[Start of section]
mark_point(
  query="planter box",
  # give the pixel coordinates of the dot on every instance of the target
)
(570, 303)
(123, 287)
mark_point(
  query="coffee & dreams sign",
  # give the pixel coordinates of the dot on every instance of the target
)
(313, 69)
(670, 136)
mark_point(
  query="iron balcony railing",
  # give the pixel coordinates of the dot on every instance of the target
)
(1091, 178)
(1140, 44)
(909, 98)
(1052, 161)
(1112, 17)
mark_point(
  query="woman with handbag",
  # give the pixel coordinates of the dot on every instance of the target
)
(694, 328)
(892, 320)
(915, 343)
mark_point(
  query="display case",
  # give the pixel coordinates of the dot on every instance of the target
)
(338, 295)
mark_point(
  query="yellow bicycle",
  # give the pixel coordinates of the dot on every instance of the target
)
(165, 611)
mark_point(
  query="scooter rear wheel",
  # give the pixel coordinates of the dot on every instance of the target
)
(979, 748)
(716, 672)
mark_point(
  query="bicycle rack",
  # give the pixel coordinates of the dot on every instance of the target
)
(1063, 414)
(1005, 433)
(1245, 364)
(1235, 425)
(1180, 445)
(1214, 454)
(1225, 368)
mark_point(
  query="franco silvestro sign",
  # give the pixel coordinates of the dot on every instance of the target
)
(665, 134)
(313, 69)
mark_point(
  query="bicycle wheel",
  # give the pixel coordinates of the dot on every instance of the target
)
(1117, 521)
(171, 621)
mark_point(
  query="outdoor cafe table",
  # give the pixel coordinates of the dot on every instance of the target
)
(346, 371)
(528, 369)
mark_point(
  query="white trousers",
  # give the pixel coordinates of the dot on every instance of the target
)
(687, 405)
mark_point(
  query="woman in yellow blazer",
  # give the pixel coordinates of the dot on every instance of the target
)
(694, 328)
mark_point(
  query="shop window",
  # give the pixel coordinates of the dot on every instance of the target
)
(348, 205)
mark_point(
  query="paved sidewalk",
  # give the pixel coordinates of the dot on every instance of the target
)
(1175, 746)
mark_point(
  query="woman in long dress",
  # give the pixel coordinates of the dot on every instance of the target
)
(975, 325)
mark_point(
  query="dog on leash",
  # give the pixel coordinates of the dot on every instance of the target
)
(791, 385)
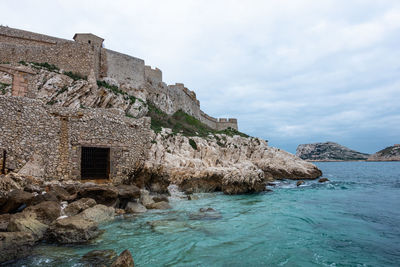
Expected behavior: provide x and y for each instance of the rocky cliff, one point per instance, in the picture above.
[End of section]
TASK ITEM
Would you please set down the listing above exactly, minus its images?

TASK RESULT
mark_point(
  query="planter box",
  # give the pixel coordinates of the dot on every instance of the target
)
(570, 303)
(123, 287)
mark_point(
  query="coffee & dreams sign",
  # give the pixel coordinates of the dot on every instance of the target
)
(313, 69)
(670, 136)
mark_point(
  query="iron balcony railing",
  # give the pixel coordinates of the dot on every instance of the target
)
(1091, 178)
(1140, 44)
(909, 98)
(1052, 161)
(1112, 17)
mark_point(
  query="woman with handbag",
  # give the pixel coordinates of the dot on every instance of the target
)
(694, 328)
(892, 320)
(915, 343)
mark_point(
  query="display case",
  # give the pixel coordinates of the dot on every instance of the target
)
(338, 295)
mark_point(
  query="yellow bicycle",
  # give the pixel coordinates of the dot on every instance of the target
)
(165, 611)
mark_point(
  query="scooter rear wheel",
  # give the pixel coordinates of the dot on every instance of the target
)
(979, 748)
(716, 672)
mark_point(
  query="bicycle rack",
  # give the pixel coordinates of the dot on every instance of the target
)
(1063, 414)
(1005, 433)
(1245, 364)
(1235, 425)
(1180, 445)
(1214, 454)
(1225, 368)
mark_point(
  query="franco silvestro sign",
  # give the pixel coordinates of the dot on every instance of the target
)
(665, 134)
(313, 69)
mark_point(
  query="bicycle wheel",
  # give the pixel coordinates of the dot on every instance of the target
)
(1117, 521)
(171, 621)
mark_point(
  query="outdoor cafe table",
  # give the pixel coordinates of the dot on every instance of the target
)
(346, 371)
(528, 369)
mark_point(
  query="white trousers",
  # give the pixel coordinates of the dot on every instance of the target
)
(687, 405)
mark_point(
  query="woman in yellow blazer",
  # give the pixel coordinates of the dot on every instance of the target
)
(694, 328)
mark_point(
  query="shop window",
  # give the pixel coordinates of the dot on every instance of the target
)
(348, 205)
mark_point(
  query="paved sidewalk",
  # give the pixel coordinates of the dot on every instance of the target
)
(1175, 746)
mark_point(
  query="woman in long dress",
  # give the pixel coordinates of the dot on every instance of the target
)
(975, 325)
mark_point(
  query="dog on leash",
  # give the pixel coordinates of the dot on every instance of the target
)
(791, 385)
Expected behavior: provide x and y for each instance of the rocky cliff, one point per instance, in the picture above.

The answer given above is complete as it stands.